Copy the data from the line that contains "[mark] knuckle (a" to its last line, exactly, including both of those lines and leaving out everything before.

[Coordinate labeling data]

□ □ □ □ □ □ □

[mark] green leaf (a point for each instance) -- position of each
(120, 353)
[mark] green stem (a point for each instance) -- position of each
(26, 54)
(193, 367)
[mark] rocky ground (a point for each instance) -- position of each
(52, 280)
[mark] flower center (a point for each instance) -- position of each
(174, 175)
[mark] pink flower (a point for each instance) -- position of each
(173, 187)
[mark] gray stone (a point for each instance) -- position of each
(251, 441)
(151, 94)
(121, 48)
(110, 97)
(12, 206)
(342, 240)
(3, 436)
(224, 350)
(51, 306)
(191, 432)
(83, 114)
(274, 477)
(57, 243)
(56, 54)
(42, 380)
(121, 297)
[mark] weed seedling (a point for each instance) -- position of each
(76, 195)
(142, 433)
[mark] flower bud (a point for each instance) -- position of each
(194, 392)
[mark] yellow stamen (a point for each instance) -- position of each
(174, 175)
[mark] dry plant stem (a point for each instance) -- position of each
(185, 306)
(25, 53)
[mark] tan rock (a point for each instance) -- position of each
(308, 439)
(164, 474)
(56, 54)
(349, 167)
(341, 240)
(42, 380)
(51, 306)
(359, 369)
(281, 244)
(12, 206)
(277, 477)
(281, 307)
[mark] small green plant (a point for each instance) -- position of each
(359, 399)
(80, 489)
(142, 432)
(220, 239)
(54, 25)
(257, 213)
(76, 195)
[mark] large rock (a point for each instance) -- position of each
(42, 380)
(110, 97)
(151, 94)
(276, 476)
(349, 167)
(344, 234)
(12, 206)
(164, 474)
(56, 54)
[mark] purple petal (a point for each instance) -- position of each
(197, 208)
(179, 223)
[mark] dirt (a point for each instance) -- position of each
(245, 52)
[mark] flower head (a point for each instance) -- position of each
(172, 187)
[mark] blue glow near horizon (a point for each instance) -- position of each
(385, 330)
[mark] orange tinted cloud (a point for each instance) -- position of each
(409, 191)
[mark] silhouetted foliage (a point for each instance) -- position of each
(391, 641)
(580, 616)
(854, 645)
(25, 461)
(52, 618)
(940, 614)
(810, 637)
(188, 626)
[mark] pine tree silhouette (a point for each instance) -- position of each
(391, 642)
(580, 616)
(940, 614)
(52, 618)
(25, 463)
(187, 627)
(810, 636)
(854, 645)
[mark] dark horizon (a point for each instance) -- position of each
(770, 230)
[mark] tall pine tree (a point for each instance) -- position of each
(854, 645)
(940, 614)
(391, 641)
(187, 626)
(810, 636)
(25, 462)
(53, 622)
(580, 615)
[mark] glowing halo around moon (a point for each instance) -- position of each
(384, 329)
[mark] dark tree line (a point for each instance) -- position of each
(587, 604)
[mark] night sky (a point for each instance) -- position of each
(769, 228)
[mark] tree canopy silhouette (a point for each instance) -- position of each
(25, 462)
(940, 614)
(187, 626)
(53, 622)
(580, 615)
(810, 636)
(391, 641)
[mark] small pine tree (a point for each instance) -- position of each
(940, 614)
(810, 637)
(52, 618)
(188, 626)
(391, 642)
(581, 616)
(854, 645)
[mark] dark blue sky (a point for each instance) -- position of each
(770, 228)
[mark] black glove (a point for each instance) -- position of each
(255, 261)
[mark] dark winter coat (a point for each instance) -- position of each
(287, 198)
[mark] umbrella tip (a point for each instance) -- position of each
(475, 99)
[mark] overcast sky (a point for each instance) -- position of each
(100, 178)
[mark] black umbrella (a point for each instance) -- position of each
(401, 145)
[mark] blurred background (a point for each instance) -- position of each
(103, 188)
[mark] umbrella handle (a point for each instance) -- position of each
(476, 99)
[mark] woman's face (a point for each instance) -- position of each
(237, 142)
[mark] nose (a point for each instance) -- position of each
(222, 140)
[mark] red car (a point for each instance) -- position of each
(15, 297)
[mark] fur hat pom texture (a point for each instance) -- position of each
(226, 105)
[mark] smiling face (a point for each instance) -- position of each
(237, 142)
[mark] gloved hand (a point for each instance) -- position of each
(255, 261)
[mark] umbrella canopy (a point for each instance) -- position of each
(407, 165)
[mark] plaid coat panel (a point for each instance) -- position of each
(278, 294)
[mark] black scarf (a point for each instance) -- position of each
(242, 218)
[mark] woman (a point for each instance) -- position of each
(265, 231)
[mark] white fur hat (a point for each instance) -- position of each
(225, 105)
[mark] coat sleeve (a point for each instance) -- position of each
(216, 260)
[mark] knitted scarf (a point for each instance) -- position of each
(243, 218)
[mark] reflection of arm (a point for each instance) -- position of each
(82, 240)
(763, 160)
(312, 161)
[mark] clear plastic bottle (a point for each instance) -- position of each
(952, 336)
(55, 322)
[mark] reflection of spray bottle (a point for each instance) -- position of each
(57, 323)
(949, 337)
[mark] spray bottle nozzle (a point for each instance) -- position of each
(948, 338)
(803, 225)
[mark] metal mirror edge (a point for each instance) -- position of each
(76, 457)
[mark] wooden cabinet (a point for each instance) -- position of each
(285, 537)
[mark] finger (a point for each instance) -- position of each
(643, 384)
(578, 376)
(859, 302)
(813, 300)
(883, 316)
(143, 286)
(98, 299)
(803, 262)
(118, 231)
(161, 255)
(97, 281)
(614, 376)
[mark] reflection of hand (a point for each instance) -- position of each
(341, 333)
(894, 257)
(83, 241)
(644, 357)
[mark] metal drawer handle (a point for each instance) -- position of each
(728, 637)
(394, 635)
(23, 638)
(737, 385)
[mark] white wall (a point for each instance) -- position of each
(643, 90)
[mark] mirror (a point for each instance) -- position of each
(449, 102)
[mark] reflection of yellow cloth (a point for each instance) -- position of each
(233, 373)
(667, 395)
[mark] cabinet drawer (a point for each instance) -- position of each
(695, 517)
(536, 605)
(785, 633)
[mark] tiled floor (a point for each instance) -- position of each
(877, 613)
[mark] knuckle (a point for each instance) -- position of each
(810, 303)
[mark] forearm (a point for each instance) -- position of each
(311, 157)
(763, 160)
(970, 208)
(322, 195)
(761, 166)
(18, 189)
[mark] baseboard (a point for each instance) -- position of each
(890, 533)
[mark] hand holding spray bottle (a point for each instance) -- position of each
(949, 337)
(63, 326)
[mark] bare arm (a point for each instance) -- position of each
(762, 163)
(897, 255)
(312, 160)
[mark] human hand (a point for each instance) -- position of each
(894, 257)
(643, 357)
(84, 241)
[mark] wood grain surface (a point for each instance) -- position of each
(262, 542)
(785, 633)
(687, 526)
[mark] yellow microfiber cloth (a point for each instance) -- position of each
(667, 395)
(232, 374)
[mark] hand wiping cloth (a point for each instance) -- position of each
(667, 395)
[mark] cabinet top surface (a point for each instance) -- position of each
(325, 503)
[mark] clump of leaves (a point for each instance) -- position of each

□ □ □ □ □ □ □

EXERCISE SOLUTION —
[mark] knuckle (a point for each instance) -- position of each
(810, 303)
[mark] forearm (a point for each instance) -- position of each
(311, 157)
(763, 160)
(970, 208)
(322, 195)
(761, 166)
(18, 189)
[mark] baseboard (a point for each instance) -- position of each
(890, 533)
[mark] hand holding spray bottle (a point for each instance) -- position of each
(949, 337)
(63, 326)
[mark] bare arm (a point for each instance) -- position of each
(762, 163)
(897, 255)
(312, 160)
[mark] human hand (a point for each instance) -- position of each
(894, 257)
(643, 357)
(84, 241)
[mark] wood grain surface (a point for each instance) -- position of each
(262, 542)
(785, 633)
(687, 526)
[mark] yellow microfiber cloth (a point for each instance) -- position of each
(667, 395)
(232, 374)
[mark] hand wiping cloth (a point for each instance) -- position of each
(667, 395)
[mark] cabinet top surface (a point for each instance) -- position of each
(325, 503)
[mark] clump of leaves (a point for each instance) -- position of each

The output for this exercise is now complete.